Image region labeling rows

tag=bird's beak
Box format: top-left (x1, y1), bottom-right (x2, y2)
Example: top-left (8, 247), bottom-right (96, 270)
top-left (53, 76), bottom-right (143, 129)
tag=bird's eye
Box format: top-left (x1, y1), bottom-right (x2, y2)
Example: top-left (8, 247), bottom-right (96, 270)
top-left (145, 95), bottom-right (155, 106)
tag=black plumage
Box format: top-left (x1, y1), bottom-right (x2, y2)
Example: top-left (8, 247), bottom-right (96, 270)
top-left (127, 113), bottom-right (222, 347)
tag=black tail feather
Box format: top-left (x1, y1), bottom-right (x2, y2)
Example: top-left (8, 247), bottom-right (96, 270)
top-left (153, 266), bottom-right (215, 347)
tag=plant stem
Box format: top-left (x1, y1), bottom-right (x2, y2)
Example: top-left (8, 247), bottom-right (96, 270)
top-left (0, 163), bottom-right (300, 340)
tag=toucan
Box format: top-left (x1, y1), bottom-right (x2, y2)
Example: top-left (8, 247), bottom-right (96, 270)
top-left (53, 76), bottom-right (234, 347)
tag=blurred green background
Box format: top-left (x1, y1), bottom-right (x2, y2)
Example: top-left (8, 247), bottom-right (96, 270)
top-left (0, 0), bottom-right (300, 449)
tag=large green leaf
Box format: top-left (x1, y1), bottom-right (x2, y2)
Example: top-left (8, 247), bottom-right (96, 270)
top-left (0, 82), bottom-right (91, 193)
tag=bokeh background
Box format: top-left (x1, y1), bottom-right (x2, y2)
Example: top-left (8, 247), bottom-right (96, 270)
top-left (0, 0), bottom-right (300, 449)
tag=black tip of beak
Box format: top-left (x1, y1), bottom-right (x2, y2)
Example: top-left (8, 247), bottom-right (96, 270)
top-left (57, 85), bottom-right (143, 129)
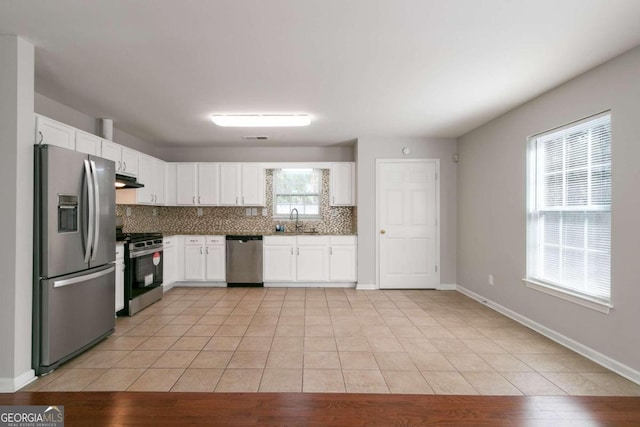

Request ::
Present every row above as a numbered list with no blank lines. Do not include the pictures.

In response ::
1. tag=bird's beak
2. Box format: top-left (x1, y1), bottom-right (x2, y2)
3. Example: top-left (8, 247), bottom-right (96, 270)
4. top-left (53, 76), bottom-right (143, 129)
5. tag=bird's eye
6. Box format: top-left (x1, y1), bottom-right (x2, y2)
7. Example: top-left (8, 247), bottom-right (96, 270)
8. top-left (145, 95), bottom-right (155, 106)
9. tag=black plumage
10. Box format: top-left (x1, y1), bottom-right (x2, y2)
11. Example: top-left (8, 247), bottom-right (96, 270)
12. top-left (127, 113), bottom-right (222, 347)
13. tag=black tail feather
14. Box format: top-left (x1, y1), bottom-right (x2, y2)
15. Example: top-left (8, 247), bottom-right (96, 270)
16. top-left (153, 266), bottom-right (215, 347)
17. tag=plant stem
18. Box format: top-left (x1, y1), bottom-right (x2, y2)
19. Example: top-left (8, 247), bottom-right (96, 270)
20. top-left (0, 163), bottom-right (300, 340)
21. tag=toucan
22. Box format: top-left (x1, y1), bottom-right (x2, y2)
23. Example: top-left (8, 247), bottom-right (96, 270)
24. top-left (53, 76), bottom-right (234, 347)
25. tag=blurred green background
26. Box format: top-left (x1, y1), bottom-right (x2, y2)
27. Example: top-left (8, 247), bottom-right (96, 270)
28. top-left (0, 0), bottom-right (300, 449)
29. tag=large green leaf
30. Box format: top-left (x1, y1), bottom-right (x2, y2)
31. Example: top-left (8, 247), bottom-right (96, 270)
32. top-left (0, 82), bottom-right (91, 193)
33. tag=bokeh background
34. Box format: top-left (x1, y1), bottom-right (x2, y2)
35. Example: top-left (8, 247), bottom-right (96, 270)
36. top-left (0, 0), bottom-right (300, 449)
37. tag=black tip of beak
38. Box format: top-left (x1, y1), bottom-right (x2, y2)
39. Example: top-left (8, 247), bottom-right (96, 270)
40. top-left (57, 85), bottom-right (143, 129)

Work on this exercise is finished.